*** RECORDS SUPPLIED ***

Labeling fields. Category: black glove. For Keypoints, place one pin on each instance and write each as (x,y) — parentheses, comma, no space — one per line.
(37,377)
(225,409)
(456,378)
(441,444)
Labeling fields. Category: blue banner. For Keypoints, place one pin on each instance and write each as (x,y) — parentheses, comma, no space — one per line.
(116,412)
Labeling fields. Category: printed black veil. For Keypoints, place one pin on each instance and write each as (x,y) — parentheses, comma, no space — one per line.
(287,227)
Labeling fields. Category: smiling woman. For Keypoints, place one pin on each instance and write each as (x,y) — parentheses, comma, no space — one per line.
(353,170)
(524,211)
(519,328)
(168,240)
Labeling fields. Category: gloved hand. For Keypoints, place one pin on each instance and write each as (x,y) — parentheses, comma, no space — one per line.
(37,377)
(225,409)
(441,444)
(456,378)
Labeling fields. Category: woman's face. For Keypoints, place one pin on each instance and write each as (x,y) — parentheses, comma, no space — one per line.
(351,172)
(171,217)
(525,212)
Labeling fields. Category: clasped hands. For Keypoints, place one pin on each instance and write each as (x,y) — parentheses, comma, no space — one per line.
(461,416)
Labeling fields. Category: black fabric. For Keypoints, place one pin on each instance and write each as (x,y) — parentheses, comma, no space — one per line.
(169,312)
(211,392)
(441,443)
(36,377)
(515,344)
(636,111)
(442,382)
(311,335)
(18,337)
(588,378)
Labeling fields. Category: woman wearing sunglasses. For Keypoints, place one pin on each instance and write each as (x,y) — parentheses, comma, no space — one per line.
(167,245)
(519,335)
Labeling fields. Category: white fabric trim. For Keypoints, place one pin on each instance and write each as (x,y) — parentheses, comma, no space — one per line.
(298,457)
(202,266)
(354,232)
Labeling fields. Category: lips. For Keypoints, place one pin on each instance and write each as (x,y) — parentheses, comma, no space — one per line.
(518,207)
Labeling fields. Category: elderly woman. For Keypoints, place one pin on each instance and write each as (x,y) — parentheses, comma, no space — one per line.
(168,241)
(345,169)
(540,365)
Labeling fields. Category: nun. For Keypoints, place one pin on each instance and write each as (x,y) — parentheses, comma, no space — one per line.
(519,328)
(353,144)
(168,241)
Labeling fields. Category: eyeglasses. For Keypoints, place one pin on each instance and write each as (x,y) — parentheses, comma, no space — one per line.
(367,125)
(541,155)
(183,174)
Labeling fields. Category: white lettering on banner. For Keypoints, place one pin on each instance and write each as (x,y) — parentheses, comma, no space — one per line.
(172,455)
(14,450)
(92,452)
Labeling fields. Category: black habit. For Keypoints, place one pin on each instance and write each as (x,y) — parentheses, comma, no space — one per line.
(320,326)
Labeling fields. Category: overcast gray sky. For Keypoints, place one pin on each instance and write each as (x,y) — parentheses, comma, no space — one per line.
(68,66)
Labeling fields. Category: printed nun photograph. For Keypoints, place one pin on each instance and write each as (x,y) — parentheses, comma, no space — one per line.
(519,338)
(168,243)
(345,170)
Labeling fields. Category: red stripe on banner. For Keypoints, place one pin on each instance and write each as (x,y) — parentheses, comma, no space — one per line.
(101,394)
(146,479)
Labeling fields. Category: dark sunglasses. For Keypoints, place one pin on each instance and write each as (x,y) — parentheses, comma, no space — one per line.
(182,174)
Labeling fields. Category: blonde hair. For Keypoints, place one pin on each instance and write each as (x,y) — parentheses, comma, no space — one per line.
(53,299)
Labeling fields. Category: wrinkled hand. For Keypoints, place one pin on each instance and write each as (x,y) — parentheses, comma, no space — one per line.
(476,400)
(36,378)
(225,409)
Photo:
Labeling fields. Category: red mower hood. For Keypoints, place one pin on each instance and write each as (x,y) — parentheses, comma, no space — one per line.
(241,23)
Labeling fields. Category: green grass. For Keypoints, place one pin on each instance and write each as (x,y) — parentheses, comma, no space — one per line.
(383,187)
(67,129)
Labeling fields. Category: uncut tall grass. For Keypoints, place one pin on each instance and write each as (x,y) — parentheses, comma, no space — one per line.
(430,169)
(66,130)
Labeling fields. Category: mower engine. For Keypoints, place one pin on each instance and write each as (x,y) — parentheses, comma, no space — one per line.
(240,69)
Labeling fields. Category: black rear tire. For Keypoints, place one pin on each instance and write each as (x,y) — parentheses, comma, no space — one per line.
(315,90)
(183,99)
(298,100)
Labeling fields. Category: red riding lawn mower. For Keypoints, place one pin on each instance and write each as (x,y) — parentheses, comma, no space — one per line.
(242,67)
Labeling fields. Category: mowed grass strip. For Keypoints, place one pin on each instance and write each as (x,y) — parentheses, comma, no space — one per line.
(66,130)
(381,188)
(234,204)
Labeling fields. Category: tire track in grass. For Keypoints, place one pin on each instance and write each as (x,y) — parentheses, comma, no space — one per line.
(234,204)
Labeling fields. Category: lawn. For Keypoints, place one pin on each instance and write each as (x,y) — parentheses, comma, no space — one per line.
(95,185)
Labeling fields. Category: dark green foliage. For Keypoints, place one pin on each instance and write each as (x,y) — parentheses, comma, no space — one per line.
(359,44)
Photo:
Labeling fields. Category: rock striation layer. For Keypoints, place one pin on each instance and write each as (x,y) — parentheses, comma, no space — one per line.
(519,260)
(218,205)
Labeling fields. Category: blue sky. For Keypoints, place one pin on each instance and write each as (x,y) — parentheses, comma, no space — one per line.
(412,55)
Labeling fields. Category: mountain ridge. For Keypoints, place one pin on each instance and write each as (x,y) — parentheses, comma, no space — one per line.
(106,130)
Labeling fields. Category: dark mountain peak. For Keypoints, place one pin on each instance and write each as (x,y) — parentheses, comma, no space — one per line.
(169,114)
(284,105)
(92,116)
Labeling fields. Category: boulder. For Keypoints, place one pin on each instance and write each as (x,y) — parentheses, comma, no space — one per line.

*** End of RECORDS SUPPLIED ***

Repeat all the data, every line exactly.

Labeling fields. Category: black glove. For Keypoints, place one pin on each instance and write each as (x,y) — parentheses, comma, no space — one per line.
(37,377)
(225,409)
(456,378)
(441,444)
Labeling fields. Category: blue banner. For Keypoints, place one pin on each instance and write each as (x,y) — parentheses, comma, no space — one per line.
(116,412)
Labeling fields. Category: printed black veil. For Keypoints, place one pin on each instance and write each as (x,y) — parentheses, comma, no space — one per line.
(287,227)
Labeling fields. Category: smiling woman. For Keypoints, place one pin on each instance and write each as (x,y) — parentheses, comma, no space — one per line.
(353,170)
(524,211)
(519,328)
(168,240)
Labeling fields. Category: gloved hand. For Keypoints, place one pin on each instance and write each as (x,y) — parentheses, comma, no space — one per line.
(37,377)
(225,409)
(441,444)
(456,378)
Labeling fields. Category: woman's face. For Keypoints, place one pin on each instance and write each as (x,y) — parentheses, comma, no space — one per line.
(351,172)
(171,217)
(525,212)
Labeling fields. Category: clasped hands. For Keypoints, place one pin on each instance and write each as (x,y) — parentheses, comma, no space — one per line.
(461,416)
Labeling fields. Category: black fabric. For Keypoints, place one pin on each instance and write each as (x,y) — parentheses, comma, no space — one per line.
(169,312)
(211,392)
(441,443)
(36,377)
(515,344)
(636,111)
(442,382)
(311,335)
(18,337)
(588,378)
Labeling fields. Category: woman wearing sunglasses. For Keypoints, place one pin on each instance and write each as (x,y) — parentheses, comma, no space — one per line.
(167,245)
(519,335)
Labeling fields. Category: white fabric trim. For Keypoints, place one pin on each instance and write each as (x,y) — parentheses, comma, no space — one per line.
(298,457)
(202,266)
(354,232)
Labeling fields. Category: lips. For Keypoints, place one pin on each instance and write each as (x,y) — parentheses, comma, no space — one per line.
(518,207)
Labeling fields. Category: elderly woman. For Keypoints, place one pin on each instance and write each as (x,y) — parentheses, comma, no space — one per line.
(168,241)
(345,169)
(540,365)
Labeling fields. Category: nun. For Keypoints, place one pin on each instance and write each as (x,y) — parentheses, comma, no space — one per line.
(519,328)
(353,144)
(168,241)
Labeling fields. Category: eyeglasses. For Keypoints, place one pin on each instance and write each as (x,y) — parentheses, comma, no space — one per line.
(367,125)
(541,155)
(183,174)
Labeling fields. Category: white lettering on banner. For Keypoints, place one pin on each instance and write each as (x,y) — parentheses, comma, no space — one per line.
(172,455)
(14,450)
(92,452)
Labeling fields. Category: black habit. For Keypoints, place one pin on each instance and write each as (x,y) — parentheses, comma, no space — one per line.
(320,326)
Labeling fields. Category: overcast gray sky. For Keypoints, place one pin on each instance and write each as (x,y) — parentheses, comma, no space — one per line.
(68,66)
Labeling fields. Category: printed nun photograph. For Keypoints, place one pin on each instance and write each as (x,y) — parentheses, comma, no space — one per line.
(519,338)
(168,243)
(345,170)
Labeling fields. Category: red stripe on banner. For Keypoints, place one pin on each instance and write each as (x,y) — parentheses, comma, no space — one per line.
(101,394)
(146,479)
Labeling fields. Category: dark sunglasses. For Keypoints, place one pin on each instance and write each as (x,y) — parentheses, comma, no space — one per line.
(182,174)
Labeling fields. Category: blonde hair. For Keypoints, place one pin on each instance and write each as (x,y) — parentheses, comma, no space — one per line.
(53,299)
Labeling fields. Category: wrinkled hand. For Keypoints, place one pin on each instance and write each as (x,y) — parentheses, comma, no space — one per line.
(476,400)
(36,378)
(225,409)
Photo:
Labeling fields. Category: red mower hood. For Keypoints, place one pin on each instance and write each as (x,y) — parentheses, comma, no space — one per line.
(241,23)
Labeling fields. Category: green grass. For Keypoints, place one pin on each instance and write each as (x,y) — parentheses, comma, no space — one per line.
(383,187)
(67,129)
Labeling fields. Category: uncut tall grass. For Keypoints, place one pin on each instance and write each as (x,y) — parentheses, comma, no space — one per line.
(430,169)
(66,130)
Labeling fields. Category: mower engine. For Keypoints, place one pin on each instance and write each as (x,y) — parentheses, comma, no space — one per line.
(240,69)
Labeling fields. Category: black rear tire. For Keypoints, place one pin on each instance and write each as (x,y) — parentheses, comma, no space — one per line.
(315,90)
(183,99)
(298,100)
Labeling fields. Category: red riding lawn mower. For Keypoints, place one pin on each instance and write each as (x,y) — parentheses, comma, no space — one per line.
(242,67)
Labeling fields. Category: mowed grass strip. For Keypoints, place one pin on each instance and write each as (x,y) — parentheses, comma, no space — one per line.
(66,130)
(381,188)
(234,204)
Labeling fields. Category: tire track in grass. For Keypoints, place one pin on each instance and write each as (x,y) — parentheses, comma, no space — one per line.
(234,204)
Labeling fields. Category: lawn. For Keypoints, place one pin on each instance and write each as (x,y) — parentheses, comma, no space — one per line.
(95,185)
Labeling fields. Category: dark green foliage. For Keypoints, place one pin on each instance and write each as (x,y) — parentheses, comma, no space — one per line.
(359,44)
Photo:
Labeling fields. Category: rock striation layer. For Keypoints, place one pin on each instance and write each as (x,y) — parentheses, comma, no space — one per line.
(519,260)
(218,205)
Labeling fields. Category: blue sky. For Keypoints, place one pin on each instance and write each as (x,y) — parentheses, comma, no space — one per line.
(412,55)
Labeling fields. Category: mountain ridge. For Keypoints, place one pin on each instance and write each as (x,y) — parentheses, comma, no space — one per line.
(106,130)
Labeling fields. Category: dark mountain peak. For Keypoints, place one pin on each instance and write each as (x,y) — parentheses, comma, no space — one per line.
(169,114)
(284,105)
(92,116)
Labeling fields. Category: boulder. For Keypoints, place one pin on each instance and write each as (x,y) — parentheses, comma, no space — one per line.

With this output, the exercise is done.